* EXTRACT PROVIDED *

-----

This study was approved by the Animal Care and Use Committee of the Harbin Medical University. Male Sprague-Dawley rats (approximately 400–450 g) were purchased from the animal centre of the Second Affiliated Hospital of Harbin Medical University.
In Vitro Part
Isolation of ECFCs
We isolated and cultured ECFCs according to a previous study. First, we collected peripheral blood and isolated mononuclear cells using density-gradient centrifugation with Ficoll-Plaque Plus (Amersham Pharmacia Biotech, Uppsala, Sweden). The mononuclear cells were cultured with endothelial growth medium-2 (containing 2% foetal bovine serum). The mononuclear cells were cultured in six-well plates, which were coated with human fibronectin at 37 °C for 21 days. After 21 days, the adherent cells were harvested for further characterization.

-----

* ACTIVITIES *
a - In the methods excerpt, which density-gradient medium was used to isolate the mononuclear cells?
b - Rewrite the paragraph of the methods excerpt that begins "We isolated and cultured ECFCs" as a short list of steps, keeping its main facts.

-----

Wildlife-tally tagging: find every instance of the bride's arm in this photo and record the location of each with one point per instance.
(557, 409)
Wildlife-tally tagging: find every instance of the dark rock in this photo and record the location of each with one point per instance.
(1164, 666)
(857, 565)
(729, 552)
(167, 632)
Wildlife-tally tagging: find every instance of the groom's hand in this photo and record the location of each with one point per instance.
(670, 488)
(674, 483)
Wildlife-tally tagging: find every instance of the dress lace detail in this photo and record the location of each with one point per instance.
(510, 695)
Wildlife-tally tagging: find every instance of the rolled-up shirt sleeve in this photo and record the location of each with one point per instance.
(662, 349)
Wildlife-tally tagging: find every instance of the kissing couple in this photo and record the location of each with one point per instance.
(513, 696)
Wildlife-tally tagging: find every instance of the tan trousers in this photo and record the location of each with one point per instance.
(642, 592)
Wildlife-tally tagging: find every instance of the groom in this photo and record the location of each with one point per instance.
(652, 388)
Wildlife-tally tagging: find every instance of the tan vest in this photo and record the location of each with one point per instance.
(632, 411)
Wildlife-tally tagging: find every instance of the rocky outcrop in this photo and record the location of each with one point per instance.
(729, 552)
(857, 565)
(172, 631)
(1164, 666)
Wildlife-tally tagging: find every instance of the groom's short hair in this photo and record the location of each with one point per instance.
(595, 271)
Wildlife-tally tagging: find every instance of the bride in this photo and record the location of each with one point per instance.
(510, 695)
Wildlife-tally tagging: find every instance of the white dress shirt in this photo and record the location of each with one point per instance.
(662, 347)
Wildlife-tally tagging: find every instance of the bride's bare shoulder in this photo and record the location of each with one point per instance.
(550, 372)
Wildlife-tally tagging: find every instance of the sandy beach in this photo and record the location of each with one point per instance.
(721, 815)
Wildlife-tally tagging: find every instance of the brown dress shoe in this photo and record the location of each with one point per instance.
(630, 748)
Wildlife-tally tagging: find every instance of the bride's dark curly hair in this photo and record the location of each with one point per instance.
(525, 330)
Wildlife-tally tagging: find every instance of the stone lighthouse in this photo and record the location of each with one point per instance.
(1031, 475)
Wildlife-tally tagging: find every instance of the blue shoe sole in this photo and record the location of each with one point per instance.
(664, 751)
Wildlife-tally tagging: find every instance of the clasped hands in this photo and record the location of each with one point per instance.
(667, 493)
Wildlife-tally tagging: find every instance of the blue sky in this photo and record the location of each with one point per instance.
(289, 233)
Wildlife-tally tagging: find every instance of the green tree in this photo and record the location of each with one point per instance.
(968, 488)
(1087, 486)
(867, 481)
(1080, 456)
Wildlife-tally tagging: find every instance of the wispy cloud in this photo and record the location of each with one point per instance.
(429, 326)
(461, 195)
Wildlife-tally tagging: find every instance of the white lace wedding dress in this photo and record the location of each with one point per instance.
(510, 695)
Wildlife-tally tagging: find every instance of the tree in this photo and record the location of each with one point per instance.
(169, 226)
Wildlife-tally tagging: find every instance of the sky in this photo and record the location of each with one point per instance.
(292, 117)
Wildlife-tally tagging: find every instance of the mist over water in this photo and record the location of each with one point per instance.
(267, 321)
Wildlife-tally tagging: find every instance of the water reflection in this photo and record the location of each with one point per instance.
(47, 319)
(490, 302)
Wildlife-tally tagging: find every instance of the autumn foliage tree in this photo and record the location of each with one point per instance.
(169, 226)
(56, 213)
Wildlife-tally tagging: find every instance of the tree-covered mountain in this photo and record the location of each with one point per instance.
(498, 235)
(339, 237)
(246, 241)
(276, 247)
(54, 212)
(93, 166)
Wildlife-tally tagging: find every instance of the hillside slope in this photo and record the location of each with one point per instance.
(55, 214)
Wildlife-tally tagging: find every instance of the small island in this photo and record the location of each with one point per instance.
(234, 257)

-----

* ANSWERS FOR THE EXERCISE *
a - Ficoll-Plaque Plus (Amersham Pharmacia Biotech, Uppsala, Sweden).

b -
- ECFCs were isolated and cultured following a previous study.
- Mononuclear cells were isolated from peripheral blood by density-gradient centrifugation with Ficoll-Plaque Plus (Amersham Pharmacia Biotech, Uppsala, Sweden).
- The cells were cultured in endothelial growth medium-2 containing 2% fetal bovine serum.
- Culture took place in six-well plates coated with human fibronectin at 37 °C for 21 days.
- After 21 days, adherent cells were harvested for further characterization.